• Exercise:
Rename "tag every instance of" to "mark each occurrence of" in all of the entries below, and give the entries again with nothing else changed.

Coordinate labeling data
** begin **
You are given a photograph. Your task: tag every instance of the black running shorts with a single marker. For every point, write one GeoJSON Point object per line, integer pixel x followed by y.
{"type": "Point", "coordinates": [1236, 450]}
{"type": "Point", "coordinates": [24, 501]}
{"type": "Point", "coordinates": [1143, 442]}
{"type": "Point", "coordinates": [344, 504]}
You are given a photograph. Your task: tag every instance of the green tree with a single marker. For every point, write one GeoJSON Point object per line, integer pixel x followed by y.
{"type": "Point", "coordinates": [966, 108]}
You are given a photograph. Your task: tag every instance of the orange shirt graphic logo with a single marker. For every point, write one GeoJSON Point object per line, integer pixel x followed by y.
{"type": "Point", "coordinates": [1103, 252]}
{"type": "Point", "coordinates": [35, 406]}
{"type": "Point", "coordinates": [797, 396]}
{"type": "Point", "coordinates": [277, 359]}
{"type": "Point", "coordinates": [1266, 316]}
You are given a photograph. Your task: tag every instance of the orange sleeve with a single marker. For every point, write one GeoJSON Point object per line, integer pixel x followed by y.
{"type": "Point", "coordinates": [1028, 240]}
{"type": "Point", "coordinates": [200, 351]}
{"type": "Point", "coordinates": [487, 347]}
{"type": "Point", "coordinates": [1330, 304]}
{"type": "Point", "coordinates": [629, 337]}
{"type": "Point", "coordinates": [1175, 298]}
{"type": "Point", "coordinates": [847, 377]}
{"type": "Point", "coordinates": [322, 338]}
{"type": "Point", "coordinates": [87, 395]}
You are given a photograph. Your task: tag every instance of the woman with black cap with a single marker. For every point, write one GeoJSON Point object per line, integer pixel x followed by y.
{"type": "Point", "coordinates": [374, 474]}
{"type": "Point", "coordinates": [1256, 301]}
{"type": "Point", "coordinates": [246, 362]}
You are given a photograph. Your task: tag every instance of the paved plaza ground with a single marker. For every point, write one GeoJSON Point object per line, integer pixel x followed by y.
** end **
• Correct output:
You are given a photograph. Your task: mark each occurrence of the black running shorts with a single marker. For every point, write one GeoJSON Point object per line, integer pixel x followed by y.
{"type": "Point", "coordinates": [1236, 450]}
{"type": "Point", "coordinates": [24, 501]}
{"type": "Point", "coordinates": [1143, 442]}
{"type": "Point", "coordinates": [344, 504]}
You are given a photograph. Your task: mark each occurrence of the green tree with a single marker. For every point, write one GeoJSON Point object per line, integer pixel x followed by y.
{"type": "Point", "coordinates": [966, 108]}
You are given a photograph. Your task: mark each occurrence of the orange shirt graphic logo with a single marker. For every point, write one GeoJSON Point object per line, integer pixel x followed by y.
{"type": "Point", "coordinates": [1103, 252]}
{"type": "Point", "coordinates": [35, 406]}
{"type": "Point", "coordinates": [797, 396]}
{"type": "Point", "coordinates": [277, 359]}
{"type": "Point", "coordinates": [1266, 316]}
You are given a photograph. Your task: mark each occurrence of the orange sleeve with a single marker. For every point, write one GeoJSON Point object per line, integer pixel x followed by y.
{"type": "Point", "coordinates": [1028, 240]}
{"type": "Point", "coordinates": [200, 351]}
{"type": "Point", "coordinates": [487, 347]}
{"type": "Point", "coordinates": [1330, 304]}
{"type": "Point", "coordinates": [629, 337]}
{"type": "Point", "coordinates": [1175, 298]}
{"type": "Point", "coordinates": [847, 377]}
{"type": "Point", "coordinates": [322, 338]}
{"type": "Point", "coordinates": [87, 395]}
You are given a photograph. Your task: mark each occurrence of the woman with black cap with a single marker. For every point, write one GeoJSON Point object per line, integer pixel x followed by y.
{"type": "Point", "coordinates": [374, 474]}
{"type": "Point", "coordinates": [1256, 301]}
{"type": "Point", "coordinates": [246, 362]}
You are given a photograph. Your task: mark each occurrence of the paved plaza ground with a single marker. For every point, write one GeoJSON Point object per line, integer pixel x followed by y.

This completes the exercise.